=== Section Start ===

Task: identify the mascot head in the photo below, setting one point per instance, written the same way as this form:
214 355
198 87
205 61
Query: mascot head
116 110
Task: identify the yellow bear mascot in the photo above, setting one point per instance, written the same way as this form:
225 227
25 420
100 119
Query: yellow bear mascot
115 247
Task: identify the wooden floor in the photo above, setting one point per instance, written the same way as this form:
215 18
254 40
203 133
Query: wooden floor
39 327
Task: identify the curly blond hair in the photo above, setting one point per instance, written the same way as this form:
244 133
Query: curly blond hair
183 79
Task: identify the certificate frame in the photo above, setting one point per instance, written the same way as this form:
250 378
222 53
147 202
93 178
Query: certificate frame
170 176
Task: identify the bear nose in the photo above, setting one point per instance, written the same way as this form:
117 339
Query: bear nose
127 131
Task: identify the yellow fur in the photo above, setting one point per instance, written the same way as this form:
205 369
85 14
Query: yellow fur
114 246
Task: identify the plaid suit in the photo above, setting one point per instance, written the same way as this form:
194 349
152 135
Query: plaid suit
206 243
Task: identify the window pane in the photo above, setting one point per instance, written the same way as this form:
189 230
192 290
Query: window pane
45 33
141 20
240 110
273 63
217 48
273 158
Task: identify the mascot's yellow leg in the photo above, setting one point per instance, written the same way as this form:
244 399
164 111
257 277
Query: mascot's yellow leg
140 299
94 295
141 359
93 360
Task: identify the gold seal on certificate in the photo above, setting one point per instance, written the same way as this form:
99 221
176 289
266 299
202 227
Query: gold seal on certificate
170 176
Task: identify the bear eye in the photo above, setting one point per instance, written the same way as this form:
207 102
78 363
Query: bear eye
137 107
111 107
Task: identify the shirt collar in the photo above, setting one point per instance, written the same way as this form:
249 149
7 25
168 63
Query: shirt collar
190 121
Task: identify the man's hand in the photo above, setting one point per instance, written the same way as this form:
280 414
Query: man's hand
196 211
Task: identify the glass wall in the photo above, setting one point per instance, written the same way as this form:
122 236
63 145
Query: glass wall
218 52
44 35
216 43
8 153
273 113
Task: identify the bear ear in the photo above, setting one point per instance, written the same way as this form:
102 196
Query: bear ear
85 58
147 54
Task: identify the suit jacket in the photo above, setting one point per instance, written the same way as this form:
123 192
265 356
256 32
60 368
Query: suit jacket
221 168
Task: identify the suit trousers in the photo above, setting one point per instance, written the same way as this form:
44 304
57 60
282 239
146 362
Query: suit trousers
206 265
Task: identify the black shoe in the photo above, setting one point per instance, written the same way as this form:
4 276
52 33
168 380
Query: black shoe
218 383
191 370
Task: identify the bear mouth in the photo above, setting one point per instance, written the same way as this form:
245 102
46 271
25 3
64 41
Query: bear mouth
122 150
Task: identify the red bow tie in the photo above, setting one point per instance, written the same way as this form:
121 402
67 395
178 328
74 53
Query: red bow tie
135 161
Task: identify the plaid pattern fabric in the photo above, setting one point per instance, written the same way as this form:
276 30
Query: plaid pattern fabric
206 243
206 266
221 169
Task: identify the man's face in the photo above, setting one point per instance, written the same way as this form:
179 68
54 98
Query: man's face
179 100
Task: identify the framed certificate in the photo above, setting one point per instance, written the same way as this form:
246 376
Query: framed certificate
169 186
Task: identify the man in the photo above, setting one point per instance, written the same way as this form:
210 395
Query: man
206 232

=== Section End ===

#### [EXERCISE OBJECTIVE]
All lines above are to be transcribed exactly.

#### [ANSWER SPACE]
Task: identify the mascot head in the photo below, setting one point per instance, written the same way as this form:
214 355
198 87
205 61
Query: mascot head
116 110
Task: identify the yellow bear mascot in the photo above, setting one point per instance, written the same way as this form:
225 227
25 420
100 119
Query: yellow bear mascot
115 247
Task: identify the wooden floor in the photo above, setting one point per instance, written the same way as this form:
215 18
254 40
203 133
Query: wooden floor
39 327
Task: identify the curly blond hair in the photo above, setting one point per instance, written the same way as this form:
244 133
Query: curly blond hair
183 79
Task: identify the certificate frame in the photo above, setting one point per instance, written the same way as this form:
250 378
222 53
147 202
93 178
Query: certificate frame
170 176
Task: identify the bear nose in the photo above, setting one point per instance, written the same way as this form:
117 339
Query: bear nose
127 131
Task: identify the yellow fur in the photo above, setting one point per instance, written the same way as this form:
205 369
85 14
Query: yellow fur
114 246
Task: identify the plaid suit in the photo above, setting one point per instance, written the same way as this form:
194 349
152 135
Query: plaid suit
206 243
Task: identify the window pane in the photo above, setting one point per instance, written the same way as this form:
189 230
192 290
Query: window pane
45 33
141 20
240 110
273 63
217 48
273 158
Task: identify the mascot's yellow leg in the photo above, setting one point per instance, written the same way as this form:
244 399
164 111
257 277
Query: mascot's yellow leg
140 299
94 295
141 359
93 360
Task: identify the gold seal on certificate in the photo above, setting one point per instance, written the same way as this form:
99 221
176 289
266 299
202 227
Query: gold seal on certificate
170 176
Task: identify the bear eye in the photo above, setting one point per instance, written the same way as this form:
207 102
78 363
Query: bear eye
137 107
111 107
Task: identify the shirt collar in the photo above, setting one point per instance, written the same way as this form:
249 149
7 25
168 63
Query: shirt collar
190 121
Task: identify the man's hand in the photo above, setting one point per instance, written the same way as this form:
280 414
Query: man's hand
196 211
Task: identify the glass wall in the photo above, setting one point per instance, written the same way as this form:
122 236
63 145
Query: glass wall
218 52
44 35
216 43
8 153
273 113
Task: identify the bear ear in the photo above, setting one point per instance, written the same way as this form:
102 196
Query: bear ear
85 58
147 54
Task: identify the suit jacket in the photo above, setting one point per instance, written the same way as this form:
123 192
265 356
256 32
60 368
Query: suit jacket
221 168
Task: identify the suit trousers in the photo above, setting one point per instance, written the same way as this form:
44 304
57 60
282 239
146 362
Query: suit trousers
206 265
Task: identify the black shoe in the photo above, setting one point per instance, written the same way as this form:
4 276
52 33
168 380
Query: black shoe
218 383
191 370
Task: identify the bear mouth in the photo above, setting one point per instance, written the same way as this form:
245 102
46 271
25 3
64 41
Query: bear mouth
122 150
Task: identify the red bow tie in the photo above, setting one point per instance, written the same way as this form:
121 402
67 395
178 328
74 53
Query: red bow tie
135 161
Task: identify the plaid pattern fabric in the photo above, setting one point per instance, written the same way as this form:
276 30
Query: plaid pattern fabric
206 243
206 266
221 169
Task: identify the man's face in the photo above, setting one point per instance, written the same way as this form:
179 68
54 98
Query: man's face
179 100
Task: identify the framed certificate in the photo above, setting one point per instance, written the same way as this form:
246 376
Query: framed certificate
169 186
Task: identify the man in the photo above, setting one point per instance, written the same way as this form:
210 395
Query: man
206 232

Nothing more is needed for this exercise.